State officials have already filed or joined multi-state lawsuits against a number of opioid-making pharmaceutical companies — including Purdue Pharma, which makes OxyContin, a popular opioid that has triggered a backlash nationwide — but this is the first time they have targeted a New Jersey-based drug maker.
While Nucynta isn’t used as widely as some other brands, Grewal said the state should not ignore the damage done by Janssen in pushing these pills. Janssen “took a page right out of the Purdue playbook,” he said.
The 97-page lawsuit — based on internal company documents and an ongoing investigation — details the state’s allegations, but reveals little about Janssen’s specific efforts, given the heavy redaction demanded by the company. Heavy black lines appear over sections of the document that explain what kind of money, staff and other resources Janssen committed to marketing these drugs, the company’s goals in this promotion, and its awareness of the dangers involved.
The state is requesting the court lift these restrictions and is asking Janssen not to oppose this release. “The public has a right to know about Janssen’s efforts to mislead healthcare providers and patients, and we will fight any effort to keep today’s filing hidden from view. Janssen’s conduct was illegal, and details about it should not be kept confidential,” Grewal said.
According to the lawsuit, Janssen relied heavily on limited pre-clinical data on the drugs to improperly claim they behaved differently from other opioids, a fact that was not proven in the research. But promotional materials relied on these initial findings to claim Nucynta was safer, milder and less addictive than similar products, and, as such, less likely to be diverted for illegal use.

= = = =

▶ [Your assignment] Repeat the stretch of the article on New Jersey's opioid lawsuit against Janssen from "State officials have" through "Jersey-based drug maker.". The material that comes next is drawn from a separate source.

▶ [Supplied records]
= = = =

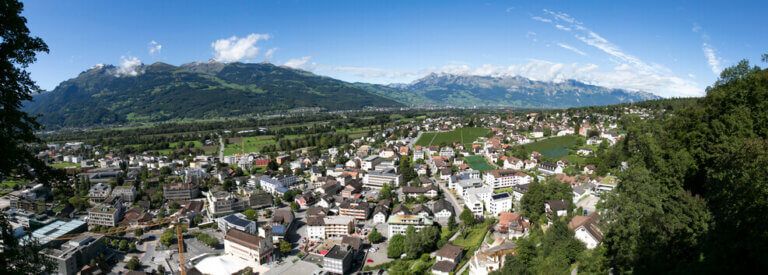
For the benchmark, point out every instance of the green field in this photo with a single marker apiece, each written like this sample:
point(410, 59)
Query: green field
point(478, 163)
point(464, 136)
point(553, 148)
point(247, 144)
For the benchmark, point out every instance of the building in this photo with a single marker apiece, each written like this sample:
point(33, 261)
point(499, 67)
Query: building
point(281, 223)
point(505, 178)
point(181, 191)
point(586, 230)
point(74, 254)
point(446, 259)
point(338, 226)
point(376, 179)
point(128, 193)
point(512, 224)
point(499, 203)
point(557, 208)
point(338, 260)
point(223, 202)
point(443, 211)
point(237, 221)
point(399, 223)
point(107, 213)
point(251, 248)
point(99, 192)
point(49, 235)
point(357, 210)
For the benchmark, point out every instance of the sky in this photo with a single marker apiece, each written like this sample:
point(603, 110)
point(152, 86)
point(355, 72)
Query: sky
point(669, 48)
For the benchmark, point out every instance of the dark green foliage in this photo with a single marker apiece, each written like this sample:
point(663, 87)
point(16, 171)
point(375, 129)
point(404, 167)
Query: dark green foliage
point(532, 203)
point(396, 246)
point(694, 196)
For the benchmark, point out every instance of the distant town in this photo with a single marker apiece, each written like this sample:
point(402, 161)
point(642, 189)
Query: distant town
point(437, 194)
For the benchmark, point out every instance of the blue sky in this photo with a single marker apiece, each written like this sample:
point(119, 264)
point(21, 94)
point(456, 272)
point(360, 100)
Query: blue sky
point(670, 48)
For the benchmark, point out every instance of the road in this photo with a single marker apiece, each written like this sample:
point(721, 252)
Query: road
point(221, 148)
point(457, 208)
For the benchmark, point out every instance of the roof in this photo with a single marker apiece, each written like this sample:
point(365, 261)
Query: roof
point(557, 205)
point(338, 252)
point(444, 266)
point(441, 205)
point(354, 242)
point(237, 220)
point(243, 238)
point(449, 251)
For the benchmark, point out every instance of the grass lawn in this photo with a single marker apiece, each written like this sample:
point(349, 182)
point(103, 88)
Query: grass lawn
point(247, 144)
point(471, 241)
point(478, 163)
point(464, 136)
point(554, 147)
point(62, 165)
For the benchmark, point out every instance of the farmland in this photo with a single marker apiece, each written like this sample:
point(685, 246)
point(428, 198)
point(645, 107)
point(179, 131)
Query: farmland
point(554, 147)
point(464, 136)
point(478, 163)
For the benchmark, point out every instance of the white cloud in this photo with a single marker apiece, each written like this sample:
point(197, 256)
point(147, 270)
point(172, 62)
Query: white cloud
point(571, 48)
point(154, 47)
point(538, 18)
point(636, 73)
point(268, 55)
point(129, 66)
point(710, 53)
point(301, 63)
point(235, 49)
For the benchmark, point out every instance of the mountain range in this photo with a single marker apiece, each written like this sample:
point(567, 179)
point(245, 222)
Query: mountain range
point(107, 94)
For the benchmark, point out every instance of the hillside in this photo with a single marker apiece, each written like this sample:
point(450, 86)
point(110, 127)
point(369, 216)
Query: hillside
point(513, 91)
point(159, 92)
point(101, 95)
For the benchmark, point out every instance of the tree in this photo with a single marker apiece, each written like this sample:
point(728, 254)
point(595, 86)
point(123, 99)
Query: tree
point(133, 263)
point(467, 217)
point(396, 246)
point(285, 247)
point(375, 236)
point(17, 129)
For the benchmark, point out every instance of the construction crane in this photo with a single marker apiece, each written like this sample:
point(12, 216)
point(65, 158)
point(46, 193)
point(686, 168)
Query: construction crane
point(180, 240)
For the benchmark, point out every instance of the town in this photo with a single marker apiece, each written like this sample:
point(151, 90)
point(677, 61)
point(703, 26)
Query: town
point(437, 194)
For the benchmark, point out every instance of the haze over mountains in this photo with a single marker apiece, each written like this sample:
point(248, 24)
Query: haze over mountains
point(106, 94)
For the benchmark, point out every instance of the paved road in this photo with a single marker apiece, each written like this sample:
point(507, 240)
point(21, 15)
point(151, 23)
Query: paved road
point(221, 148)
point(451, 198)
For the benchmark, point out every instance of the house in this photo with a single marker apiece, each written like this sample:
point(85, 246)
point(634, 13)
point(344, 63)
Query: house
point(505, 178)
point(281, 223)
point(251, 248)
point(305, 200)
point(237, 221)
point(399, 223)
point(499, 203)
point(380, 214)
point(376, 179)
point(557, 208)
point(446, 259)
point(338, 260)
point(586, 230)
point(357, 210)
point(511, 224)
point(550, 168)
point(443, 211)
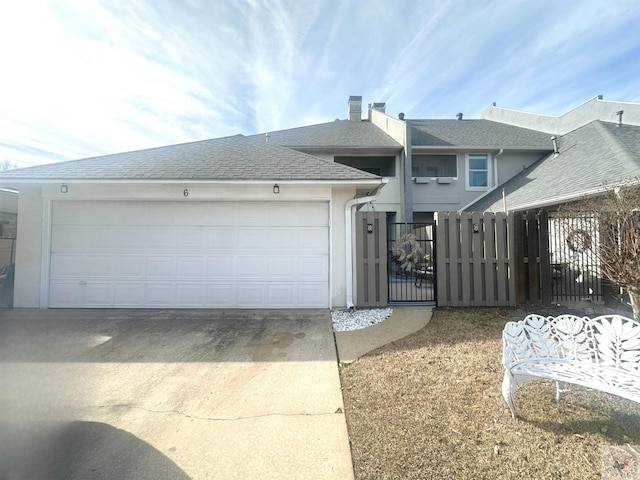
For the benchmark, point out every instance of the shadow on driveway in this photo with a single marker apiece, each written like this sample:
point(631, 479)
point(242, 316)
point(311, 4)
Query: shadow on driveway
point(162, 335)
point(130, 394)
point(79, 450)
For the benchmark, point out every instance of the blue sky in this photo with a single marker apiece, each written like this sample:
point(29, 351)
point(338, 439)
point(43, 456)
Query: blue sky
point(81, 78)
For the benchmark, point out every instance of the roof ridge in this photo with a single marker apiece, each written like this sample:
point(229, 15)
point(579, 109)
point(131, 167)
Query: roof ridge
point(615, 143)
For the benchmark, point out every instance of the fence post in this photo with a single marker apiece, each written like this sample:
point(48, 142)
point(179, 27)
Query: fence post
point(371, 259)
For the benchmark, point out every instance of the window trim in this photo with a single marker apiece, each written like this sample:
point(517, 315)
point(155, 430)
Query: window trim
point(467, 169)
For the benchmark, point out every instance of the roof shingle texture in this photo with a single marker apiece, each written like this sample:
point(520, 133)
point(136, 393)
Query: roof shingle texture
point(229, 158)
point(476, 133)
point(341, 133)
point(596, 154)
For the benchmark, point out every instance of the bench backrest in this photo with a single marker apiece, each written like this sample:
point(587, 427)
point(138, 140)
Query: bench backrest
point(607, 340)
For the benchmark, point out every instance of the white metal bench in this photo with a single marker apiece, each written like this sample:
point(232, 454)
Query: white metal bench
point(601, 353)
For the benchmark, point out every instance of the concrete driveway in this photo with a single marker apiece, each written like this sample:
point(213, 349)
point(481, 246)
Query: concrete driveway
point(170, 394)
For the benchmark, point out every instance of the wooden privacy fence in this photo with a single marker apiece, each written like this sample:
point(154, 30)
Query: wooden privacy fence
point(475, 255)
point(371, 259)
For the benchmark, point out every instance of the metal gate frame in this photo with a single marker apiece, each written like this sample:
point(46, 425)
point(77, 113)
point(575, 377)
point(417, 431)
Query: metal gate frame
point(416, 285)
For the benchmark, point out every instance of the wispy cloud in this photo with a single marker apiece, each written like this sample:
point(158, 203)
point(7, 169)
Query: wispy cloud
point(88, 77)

= = = =

▶ [Output of the task]
State officials have already filed or joined multi-state lawsuits against a number of opioid-making pharmaceutical companies — including Purdue Pharma, which makes OxyContin, a popular opioid that has triggered a backlash nationwide — but this is the first time they have targeted a New Jersey-based drug maker.